_OBJECTIVE_:
Write the records out again exactly, leaving no images in.

_Records from a collection_:
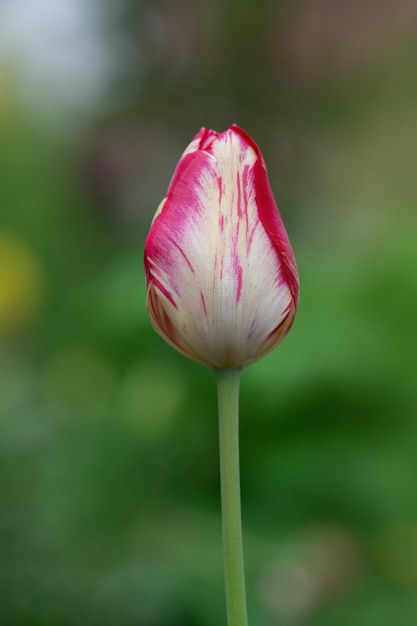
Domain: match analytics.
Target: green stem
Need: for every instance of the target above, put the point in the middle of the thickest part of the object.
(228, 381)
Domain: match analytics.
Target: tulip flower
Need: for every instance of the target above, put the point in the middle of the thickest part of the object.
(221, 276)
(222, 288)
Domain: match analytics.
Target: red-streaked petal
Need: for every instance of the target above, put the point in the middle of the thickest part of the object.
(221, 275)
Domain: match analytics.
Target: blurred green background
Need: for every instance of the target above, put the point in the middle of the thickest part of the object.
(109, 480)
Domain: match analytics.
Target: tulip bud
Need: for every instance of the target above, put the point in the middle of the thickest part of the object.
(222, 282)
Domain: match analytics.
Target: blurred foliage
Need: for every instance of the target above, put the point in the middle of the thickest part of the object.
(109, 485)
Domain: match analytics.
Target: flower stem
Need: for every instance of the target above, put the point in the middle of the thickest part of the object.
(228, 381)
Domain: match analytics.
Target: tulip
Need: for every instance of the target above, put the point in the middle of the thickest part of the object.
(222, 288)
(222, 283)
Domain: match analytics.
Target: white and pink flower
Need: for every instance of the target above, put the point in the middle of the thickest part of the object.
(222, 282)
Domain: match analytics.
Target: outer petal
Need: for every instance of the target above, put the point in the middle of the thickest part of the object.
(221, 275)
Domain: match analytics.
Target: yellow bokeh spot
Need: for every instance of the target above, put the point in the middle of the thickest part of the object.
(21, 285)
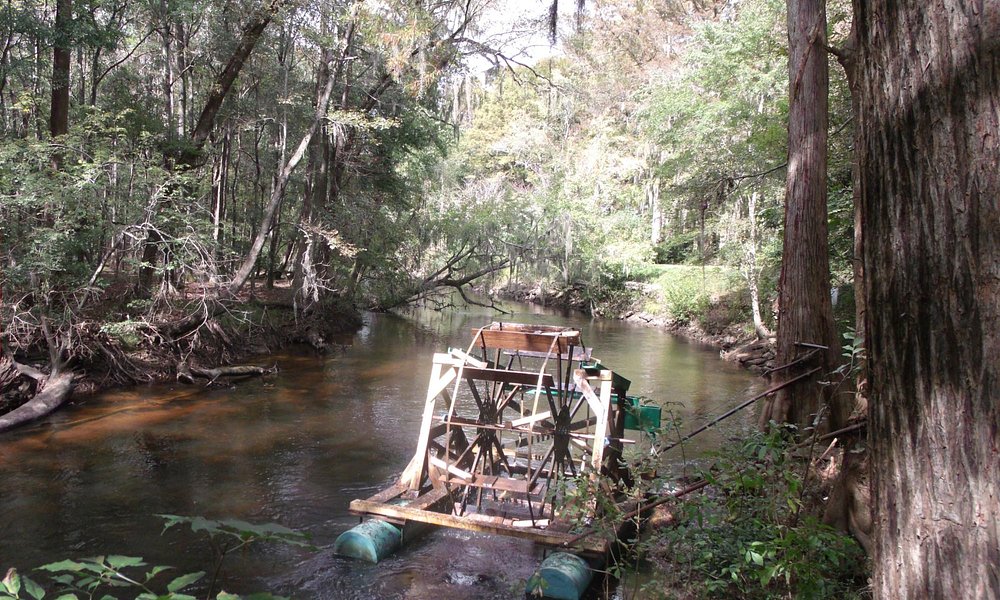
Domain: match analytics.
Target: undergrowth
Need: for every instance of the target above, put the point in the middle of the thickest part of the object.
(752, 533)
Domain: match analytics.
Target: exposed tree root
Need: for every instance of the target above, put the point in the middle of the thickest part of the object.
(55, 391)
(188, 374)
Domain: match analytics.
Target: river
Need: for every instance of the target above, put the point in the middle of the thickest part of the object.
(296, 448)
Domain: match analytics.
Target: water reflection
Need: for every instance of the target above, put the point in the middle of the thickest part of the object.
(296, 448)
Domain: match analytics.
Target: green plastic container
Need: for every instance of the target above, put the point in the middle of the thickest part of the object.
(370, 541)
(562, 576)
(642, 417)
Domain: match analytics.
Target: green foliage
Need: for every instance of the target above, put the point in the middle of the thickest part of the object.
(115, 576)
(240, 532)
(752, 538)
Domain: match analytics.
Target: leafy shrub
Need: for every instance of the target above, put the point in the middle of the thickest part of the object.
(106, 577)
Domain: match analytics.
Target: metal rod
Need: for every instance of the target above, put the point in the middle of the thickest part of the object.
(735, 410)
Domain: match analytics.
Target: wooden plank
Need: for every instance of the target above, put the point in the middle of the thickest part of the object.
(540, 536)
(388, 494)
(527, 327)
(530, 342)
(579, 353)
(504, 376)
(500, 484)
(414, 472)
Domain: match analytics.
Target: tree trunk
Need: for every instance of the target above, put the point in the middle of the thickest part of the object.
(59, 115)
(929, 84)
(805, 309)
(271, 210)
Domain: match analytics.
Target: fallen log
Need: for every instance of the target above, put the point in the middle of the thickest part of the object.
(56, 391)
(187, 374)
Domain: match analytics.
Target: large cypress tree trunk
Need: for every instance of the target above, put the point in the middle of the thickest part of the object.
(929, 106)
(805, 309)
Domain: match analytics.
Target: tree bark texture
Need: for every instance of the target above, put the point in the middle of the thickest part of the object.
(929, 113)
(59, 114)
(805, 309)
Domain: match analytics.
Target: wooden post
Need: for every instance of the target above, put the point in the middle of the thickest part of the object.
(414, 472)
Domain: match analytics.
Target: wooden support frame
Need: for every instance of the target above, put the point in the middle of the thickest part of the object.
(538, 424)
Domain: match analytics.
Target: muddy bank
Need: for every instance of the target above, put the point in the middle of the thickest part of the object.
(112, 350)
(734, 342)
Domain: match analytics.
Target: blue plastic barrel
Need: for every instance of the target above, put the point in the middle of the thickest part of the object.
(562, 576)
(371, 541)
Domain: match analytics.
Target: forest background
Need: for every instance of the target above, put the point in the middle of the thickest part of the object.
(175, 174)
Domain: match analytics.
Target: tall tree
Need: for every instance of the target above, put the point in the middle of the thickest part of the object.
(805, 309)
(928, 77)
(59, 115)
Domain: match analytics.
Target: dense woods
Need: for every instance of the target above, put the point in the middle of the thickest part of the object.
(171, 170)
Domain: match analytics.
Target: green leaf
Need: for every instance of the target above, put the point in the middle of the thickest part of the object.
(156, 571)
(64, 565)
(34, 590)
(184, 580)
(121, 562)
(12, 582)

_EXPECTED OUTPUT_:
Domain: match analytics.
Target: green stem
Need: for every instance of the target above, put the point in the middle of the thickest part of the object.
(228, 381)
Domain: match analytics.
Target: tulip flower
Need: for every instance of the target above, put the point in the middle of the thickest part of the object.
(221, 276)
(222, 288)
Domain: match analytics.
Target: red-streaked petal
Need: for every instance of the target above, put the point in the middle of the thickest part of the object.
(221, 275)
Domain: match analytics.
Target: blurred green background
Need: for every instance of the target above, put the point in the middle of the thickest part of the object.
(109, 480)
Domain: match analytics.
Target: tulip bud
Need: for every instance of the target above, put the point in the middle of the thickest part of the object.
(222, 282)
Domain: match analytics.
Target: blurred foliage
Need: for every instance of the target above, put the point in the middle of the thickest part of the object.
(109, 485)
Domain: match analytics.
Target: flower stem
Need: for every instance of the target above, put the point in the middle of the thickest part of the object.
(228, 381)
Domain: match analytics.
Target: tulip
Need: for every instance of the target above, put the point in the middle of the thickest part of the object.
(222, 288)
(222, 283)
Domain: match analytics.
Target: white and pink flower
Need: for every instance of the target above, put the point in the middle of the thickest part of the object.
(222, 282)
Domain: match analytics.
Target: outer petal
Need: for every instance of the target above, put the point in the middle of the thickest part of the object.
(221, 275)
Domain: match analytics.
Target: yellow bokeh spot
Need: for every instance of the target above, put the point in the middle of the thickest part of the object.
(21, 285)
Domain: match analytics.
Target: undergrowth
Need: for every instance of the target above, put the point in the middle of the thickest part of the object.
(752, 533)
Domain: match analytics.
Target: exposed tree root
Need: for every instance of the target above, put the point in the middle of the thickest part of the object.
(55, 391)
(188, 374)
Domain: match analytics.
Target: river
Need: for every instance of the target above, put the point in the middle of the thickest part of the object.
(296, 448)
Domain: match analytics.
Target: water reflection
Need: for every instance of the target above, put the point in the middle of the thickest part of the object.
(296, 448)
Domain: match analytics.
Target: green plastic container
Need: for every instance of the target above, put the point in the middle of the thickest part of the object.
(370, 541)
(562, 576)
(642, 417)
Domain: match analytics.
Target: green foliage
Need: for every instance of the target above, put the point in the middle of the thickest part of the object.
(115, 576)
(240, 532)
(752, 538)
Domain: match analytics.
Target: leafy shrub
Need: for every instance of the target above, put the point in the middle of the thickest part of the object.
(106, 577)
Domain: match analytics.
Target: metal rod
Need: for every instance of the target above, put the point in the middle of the thickest part of the object.
(735, 410)
Domain: match analytics.
Target: wooden plank
Need: for every instance of the target above, put the point in the middle of the thickest part of the object.
(540, 536)
(388, 494)
(527, 327)
(530, 342)
(579, 353)
(504, 376)
(500, 484)
(414, 472)
Domain: match analytics.
Target: tree trunk
Need: for every instance of the target above, put the point in the middle of the thickest part of the object.
(59, 115)
(929, 84)
(805, 309)
(271, 210)
Domain: match analytics.
Target: fallen log
Need: for every instance of the target above, put the point in the middle of the thickest part of the object.
(56, 391)
(187, 374)
Domain: match analytics.
Target: large cypress tree trunk
Need: for every instance of the target above, put the point in the middle of the thickest part of the object.
(929, 106)
(805, 309)
Domain: match analytics.
Target: tree bark texture
Need: for every instance of the target above, put the point in the middle of the thickest part of the object.
(929, 113)
(59, 114)
(805, 309)
Domain: match analytics.
Target: wooden post
Need: for every instance of the target above, put the point in the middle of the thickest part of the object.
(414, 472)
Domain: match analytics.
Target: wooden support frame
Need: for every instance of the target above, put the point in the middle of the thickest part of the object.
(538, 424)
Domain: match analytics.
Target: muddy bank
Need: for every instance of the target above, put the point in the middle of the thickest part of the object.
(112, 350)
(734, 342)
Domain: match analytics.
Target: blue plastic barrel
Need: for every instance of the target above, put the point in the middle of the thickest part of the object.
(562, 576)
(371, 541)
Domain: match analytics.
Target: forest background
Need: for every instance of the target above, put the point in the middle of the thickest part of the object.
(175, 174)
Domain: match analytics.
Target: tall tree
Need: for every instance of the target above, put the point in the middle of the thickest part of the object.
(805, 309)
(928, 77)
(59, 115)
Domain: match analytics.
Target: dense woods
Need: for every instance of the target above, put the point in the middle of the thickest part of the object.
(171, 170)
Domain: match analytics.
Target: green leaf
Need: for every instance of the target above, put the point in the middle of the thickest part of the object.
(156, 571)
(64, 565)
(34, 590)
(184, 580)
(121, 562)
(12, 582)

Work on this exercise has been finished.